▶ DOCUMENT
######

# Any other alternatives to eti internet services in Abu Dhabi?



## EXPAT09 (Sep 11, 2009)

Well I signed up for etisalat triple play and it has been 2 weeks already and its not just the wait - its everything.

anybody knows any other alternatives ? 
I know there are alternatives for cable TV but internet I am not sure.


----------



## zin (Oct 28, 2010)

only other alternative is DU and that's if they are in your area, welcome to the world of having to use service providers that are crap and having no other options.


----------



## EXPAT09 (Sep 11, 2009)

zin said:


> only other alternative is DU and that's if they are in your area, welcome to the world of having to use service providers that are crap and having no other options.


I would make my peace with monopoly but customer service is w/o exaggerating non-existent. I got over many things in here but this one (poor customer service) is really bothering me and I just cant help it.


----------



## zin (Oct 28, 2010)

EXPAT09 said:


> I would make my peace with monopoly but customer service is w/o exaggerating non-existent. I got over many things in here but this one (poor customer service) is really bothering me and I just cant help it.


Then you are doomed to live a life of misery in Dubai.


----------



## EXPAT09 (Sep 11, 2009)

zin said:


> Then you are doomed to live a life of misery in Dubai.


I know and that is for now not for long. Escape plan is in order 
I will be moving back as soon as I get the offer from one of the 5 companies I want to work for.


----------

######

▶ TASK INPUTS
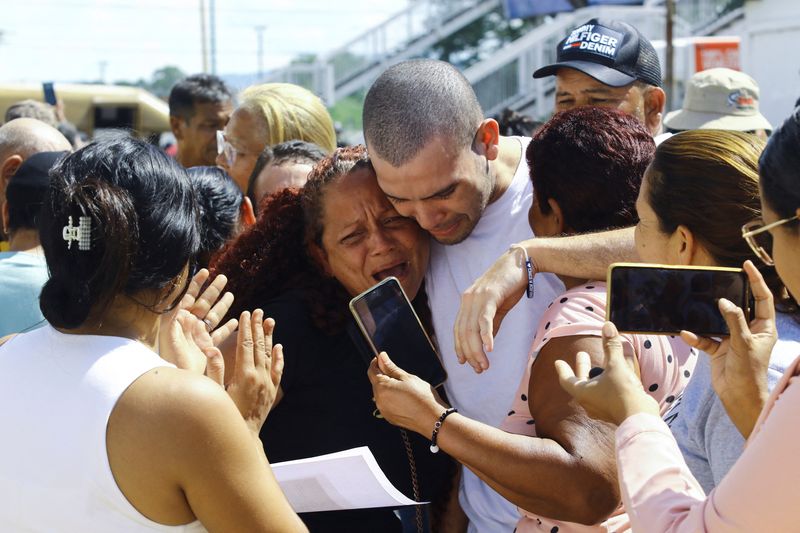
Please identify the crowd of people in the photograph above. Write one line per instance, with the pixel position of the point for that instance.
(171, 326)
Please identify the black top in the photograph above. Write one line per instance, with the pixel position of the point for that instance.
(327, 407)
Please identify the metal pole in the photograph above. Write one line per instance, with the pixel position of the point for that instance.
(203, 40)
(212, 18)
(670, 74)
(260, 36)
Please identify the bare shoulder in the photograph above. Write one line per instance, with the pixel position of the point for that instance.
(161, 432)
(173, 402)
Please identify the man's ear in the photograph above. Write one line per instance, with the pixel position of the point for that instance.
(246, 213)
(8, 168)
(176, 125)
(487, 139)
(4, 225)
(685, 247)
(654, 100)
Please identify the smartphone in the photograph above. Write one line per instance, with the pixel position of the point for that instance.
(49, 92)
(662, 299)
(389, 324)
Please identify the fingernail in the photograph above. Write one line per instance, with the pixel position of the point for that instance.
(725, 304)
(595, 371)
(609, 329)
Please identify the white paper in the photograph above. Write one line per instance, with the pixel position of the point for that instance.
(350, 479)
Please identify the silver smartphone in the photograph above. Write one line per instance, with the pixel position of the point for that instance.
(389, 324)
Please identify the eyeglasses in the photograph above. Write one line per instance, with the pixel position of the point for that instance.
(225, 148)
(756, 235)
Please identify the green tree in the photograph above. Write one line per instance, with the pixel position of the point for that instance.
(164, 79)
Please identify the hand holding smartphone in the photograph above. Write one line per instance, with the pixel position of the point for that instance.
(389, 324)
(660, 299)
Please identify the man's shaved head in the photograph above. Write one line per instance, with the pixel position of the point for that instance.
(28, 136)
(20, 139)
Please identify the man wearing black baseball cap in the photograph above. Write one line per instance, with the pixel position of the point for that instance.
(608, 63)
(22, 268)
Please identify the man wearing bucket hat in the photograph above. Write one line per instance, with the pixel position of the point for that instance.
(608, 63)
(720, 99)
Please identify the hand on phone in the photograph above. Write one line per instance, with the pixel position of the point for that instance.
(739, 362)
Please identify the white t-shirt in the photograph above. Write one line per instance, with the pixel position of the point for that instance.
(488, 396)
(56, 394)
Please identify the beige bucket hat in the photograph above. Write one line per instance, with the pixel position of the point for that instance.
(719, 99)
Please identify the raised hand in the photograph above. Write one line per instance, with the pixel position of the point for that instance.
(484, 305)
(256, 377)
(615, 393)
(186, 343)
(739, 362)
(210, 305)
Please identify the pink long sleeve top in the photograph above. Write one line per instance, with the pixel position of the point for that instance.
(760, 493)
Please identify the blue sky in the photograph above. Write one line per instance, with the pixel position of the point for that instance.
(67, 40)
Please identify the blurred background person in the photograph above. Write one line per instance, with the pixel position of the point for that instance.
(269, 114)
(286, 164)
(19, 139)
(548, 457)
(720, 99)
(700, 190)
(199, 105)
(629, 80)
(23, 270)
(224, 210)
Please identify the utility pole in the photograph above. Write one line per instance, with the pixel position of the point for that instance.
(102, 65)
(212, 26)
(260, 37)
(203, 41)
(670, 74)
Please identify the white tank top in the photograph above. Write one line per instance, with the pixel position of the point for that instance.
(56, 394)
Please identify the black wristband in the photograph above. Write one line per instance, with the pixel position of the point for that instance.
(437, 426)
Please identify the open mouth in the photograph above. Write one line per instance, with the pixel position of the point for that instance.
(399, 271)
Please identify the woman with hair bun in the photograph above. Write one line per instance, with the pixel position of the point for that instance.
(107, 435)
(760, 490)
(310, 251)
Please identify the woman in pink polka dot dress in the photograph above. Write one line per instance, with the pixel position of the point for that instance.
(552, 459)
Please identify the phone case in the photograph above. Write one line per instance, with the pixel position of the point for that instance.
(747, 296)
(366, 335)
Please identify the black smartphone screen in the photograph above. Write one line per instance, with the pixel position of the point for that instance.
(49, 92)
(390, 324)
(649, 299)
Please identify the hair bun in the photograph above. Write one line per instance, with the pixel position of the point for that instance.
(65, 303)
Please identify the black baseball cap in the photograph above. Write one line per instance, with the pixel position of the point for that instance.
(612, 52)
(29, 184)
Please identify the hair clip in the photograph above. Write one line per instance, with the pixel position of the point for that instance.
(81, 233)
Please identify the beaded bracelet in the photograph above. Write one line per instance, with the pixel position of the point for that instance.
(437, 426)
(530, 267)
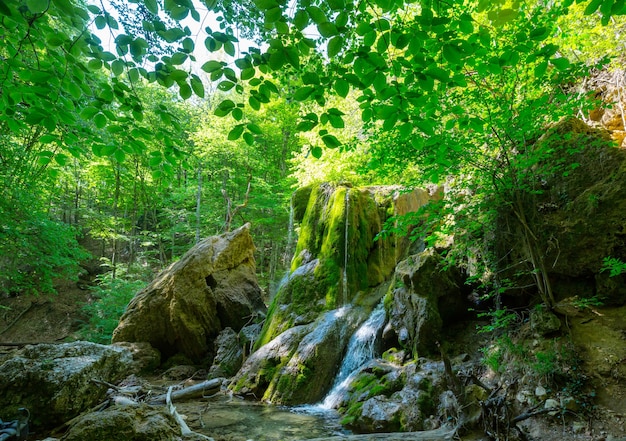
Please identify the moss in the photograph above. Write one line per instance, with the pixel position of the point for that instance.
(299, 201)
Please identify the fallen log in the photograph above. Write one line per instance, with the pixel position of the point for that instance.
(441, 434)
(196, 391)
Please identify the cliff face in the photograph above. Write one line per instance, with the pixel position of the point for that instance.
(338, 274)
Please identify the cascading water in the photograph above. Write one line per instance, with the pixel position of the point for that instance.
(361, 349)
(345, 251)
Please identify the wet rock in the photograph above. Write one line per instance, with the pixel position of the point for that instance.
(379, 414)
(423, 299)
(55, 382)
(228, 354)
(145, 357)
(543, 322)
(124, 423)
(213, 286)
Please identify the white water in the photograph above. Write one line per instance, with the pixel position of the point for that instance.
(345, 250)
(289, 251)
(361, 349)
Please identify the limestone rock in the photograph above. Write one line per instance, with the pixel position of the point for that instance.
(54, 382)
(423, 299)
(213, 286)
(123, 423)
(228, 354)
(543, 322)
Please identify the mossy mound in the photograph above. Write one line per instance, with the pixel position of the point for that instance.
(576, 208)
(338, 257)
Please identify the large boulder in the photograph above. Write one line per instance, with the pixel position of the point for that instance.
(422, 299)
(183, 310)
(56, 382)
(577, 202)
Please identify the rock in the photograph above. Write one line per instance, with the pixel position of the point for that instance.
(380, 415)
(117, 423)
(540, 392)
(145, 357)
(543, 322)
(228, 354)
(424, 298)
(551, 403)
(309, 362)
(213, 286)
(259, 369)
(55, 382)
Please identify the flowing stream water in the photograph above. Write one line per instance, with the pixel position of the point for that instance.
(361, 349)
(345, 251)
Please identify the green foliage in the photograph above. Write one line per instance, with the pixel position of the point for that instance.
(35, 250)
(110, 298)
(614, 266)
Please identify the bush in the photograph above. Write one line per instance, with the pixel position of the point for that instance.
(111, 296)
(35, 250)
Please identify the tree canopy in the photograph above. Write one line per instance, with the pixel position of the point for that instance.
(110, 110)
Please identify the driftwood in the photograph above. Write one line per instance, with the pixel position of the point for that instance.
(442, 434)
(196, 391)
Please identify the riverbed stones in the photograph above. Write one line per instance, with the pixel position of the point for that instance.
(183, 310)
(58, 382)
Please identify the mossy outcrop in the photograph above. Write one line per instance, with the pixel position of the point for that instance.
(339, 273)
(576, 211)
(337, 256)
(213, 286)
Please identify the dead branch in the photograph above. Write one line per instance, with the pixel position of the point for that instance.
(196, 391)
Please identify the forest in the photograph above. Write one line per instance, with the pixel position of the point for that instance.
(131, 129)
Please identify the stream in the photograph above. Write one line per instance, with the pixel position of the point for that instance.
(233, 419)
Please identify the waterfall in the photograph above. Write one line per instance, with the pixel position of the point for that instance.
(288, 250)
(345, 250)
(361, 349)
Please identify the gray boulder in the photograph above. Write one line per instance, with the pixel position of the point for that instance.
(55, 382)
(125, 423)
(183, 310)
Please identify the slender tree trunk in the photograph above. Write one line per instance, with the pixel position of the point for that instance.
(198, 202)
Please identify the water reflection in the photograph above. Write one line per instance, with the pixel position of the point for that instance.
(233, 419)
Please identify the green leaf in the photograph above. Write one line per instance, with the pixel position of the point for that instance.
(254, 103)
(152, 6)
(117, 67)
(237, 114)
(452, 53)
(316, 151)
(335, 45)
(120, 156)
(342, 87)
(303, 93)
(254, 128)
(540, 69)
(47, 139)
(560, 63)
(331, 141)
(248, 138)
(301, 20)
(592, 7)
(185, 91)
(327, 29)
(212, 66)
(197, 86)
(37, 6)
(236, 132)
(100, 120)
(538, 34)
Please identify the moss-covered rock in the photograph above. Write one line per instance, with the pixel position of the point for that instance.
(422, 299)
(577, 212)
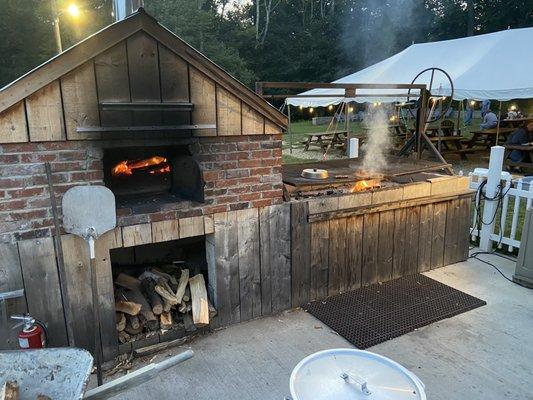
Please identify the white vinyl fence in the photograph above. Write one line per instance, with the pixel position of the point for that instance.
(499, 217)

######

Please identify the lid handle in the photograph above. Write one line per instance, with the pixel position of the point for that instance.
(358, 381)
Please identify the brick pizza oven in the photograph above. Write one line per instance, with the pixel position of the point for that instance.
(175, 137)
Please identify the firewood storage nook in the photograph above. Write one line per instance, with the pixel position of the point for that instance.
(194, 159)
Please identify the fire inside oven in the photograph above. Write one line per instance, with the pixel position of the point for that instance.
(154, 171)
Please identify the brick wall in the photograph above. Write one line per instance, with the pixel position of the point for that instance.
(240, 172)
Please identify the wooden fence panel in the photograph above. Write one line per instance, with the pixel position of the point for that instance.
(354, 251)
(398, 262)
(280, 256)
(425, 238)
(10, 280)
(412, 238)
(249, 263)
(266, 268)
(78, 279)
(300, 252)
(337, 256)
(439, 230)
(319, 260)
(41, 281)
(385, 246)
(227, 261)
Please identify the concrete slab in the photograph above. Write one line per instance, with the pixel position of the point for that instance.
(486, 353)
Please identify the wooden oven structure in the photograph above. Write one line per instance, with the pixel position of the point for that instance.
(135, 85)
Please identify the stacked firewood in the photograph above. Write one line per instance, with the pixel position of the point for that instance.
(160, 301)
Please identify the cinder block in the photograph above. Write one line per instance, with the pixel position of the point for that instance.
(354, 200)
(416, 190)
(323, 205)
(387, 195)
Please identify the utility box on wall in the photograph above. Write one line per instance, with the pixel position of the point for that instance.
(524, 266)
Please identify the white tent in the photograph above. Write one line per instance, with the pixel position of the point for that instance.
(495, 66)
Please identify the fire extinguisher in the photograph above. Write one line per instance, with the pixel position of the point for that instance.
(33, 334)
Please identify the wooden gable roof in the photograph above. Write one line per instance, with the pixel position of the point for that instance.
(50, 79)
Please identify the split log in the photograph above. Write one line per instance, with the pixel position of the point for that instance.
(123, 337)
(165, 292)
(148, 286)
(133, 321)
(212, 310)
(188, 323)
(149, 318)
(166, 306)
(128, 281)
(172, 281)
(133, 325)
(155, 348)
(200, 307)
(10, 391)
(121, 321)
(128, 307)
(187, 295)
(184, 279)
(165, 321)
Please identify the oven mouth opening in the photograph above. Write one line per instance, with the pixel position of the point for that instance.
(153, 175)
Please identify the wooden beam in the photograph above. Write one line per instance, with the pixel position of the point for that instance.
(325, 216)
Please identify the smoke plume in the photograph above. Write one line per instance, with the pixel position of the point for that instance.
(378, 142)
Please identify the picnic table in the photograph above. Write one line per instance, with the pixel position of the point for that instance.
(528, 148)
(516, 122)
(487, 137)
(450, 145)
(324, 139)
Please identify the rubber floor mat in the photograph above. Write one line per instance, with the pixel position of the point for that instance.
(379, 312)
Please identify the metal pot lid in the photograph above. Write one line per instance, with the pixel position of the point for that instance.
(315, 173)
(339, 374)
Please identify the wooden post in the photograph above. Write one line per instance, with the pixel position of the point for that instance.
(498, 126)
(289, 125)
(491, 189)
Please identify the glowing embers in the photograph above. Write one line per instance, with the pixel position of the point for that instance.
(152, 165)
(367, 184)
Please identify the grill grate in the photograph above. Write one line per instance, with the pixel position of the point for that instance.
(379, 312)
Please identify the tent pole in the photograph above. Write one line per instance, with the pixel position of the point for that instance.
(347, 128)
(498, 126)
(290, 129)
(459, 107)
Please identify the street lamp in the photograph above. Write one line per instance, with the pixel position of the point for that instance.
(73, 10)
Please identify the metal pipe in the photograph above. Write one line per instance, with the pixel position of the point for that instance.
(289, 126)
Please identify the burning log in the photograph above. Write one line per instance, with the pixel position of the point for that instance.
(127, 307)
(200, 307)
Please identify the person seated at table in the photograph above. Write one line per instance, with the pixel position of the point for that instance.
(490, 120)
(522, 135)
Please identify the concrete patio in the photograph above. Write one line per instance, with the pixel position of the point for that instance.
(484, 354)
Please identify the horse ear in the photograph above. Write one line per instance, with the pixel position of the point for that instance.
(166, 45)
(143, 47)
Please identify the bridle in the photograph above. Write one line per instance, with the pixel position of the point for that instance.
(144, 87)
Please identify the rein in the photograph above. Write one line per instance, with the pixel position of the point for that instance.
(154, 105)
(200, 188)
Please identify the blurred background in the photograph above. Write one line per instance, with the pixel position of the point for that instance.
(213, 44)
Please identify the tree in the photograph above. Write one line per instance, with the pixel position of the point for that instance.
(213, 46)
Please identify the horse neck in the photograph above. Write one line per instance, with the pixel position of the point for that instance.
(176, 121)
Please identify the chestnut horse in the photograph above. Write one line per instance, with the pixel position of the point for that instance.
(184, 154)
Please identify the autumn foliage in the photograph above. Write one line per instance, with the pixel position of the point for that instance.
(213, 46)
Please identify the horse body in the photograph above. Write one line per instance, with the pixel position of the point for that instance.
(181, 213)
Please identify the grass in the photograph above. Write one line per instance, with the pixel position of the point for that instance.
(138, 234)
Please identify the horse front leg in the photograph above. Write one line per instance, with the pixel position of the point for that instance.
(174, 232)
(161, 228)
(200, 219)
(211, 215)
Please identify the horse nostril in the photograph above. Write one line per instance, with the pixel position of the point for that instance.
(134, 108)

######

▶ EXERCISE TASKS
**a)** Please repeat the part of the thread about internet providers in Abu Dhabi word for word, starting at "# Any other" and ending at "- its everything.".
**b)** Pick out every line of the rows that contains the string "brick", matching case.

▶ CORRECT ANSWERS
**a)**
# Any other alternatives to eti internet services in Abu Dhabi?



## EXPAT09 (Sep 11, 2009)

Well I signed up for etisalat triple play and it has been 2 weeks already and its not just the wait - its everything.

**b)**
Please identify the brick pizza oven in the photograph above. Write one line per instance, with the pixel position of the point for that instance.
Please identify the brick wall in the photograph above. Write one line per instance, with the pixel position of the point for that instance.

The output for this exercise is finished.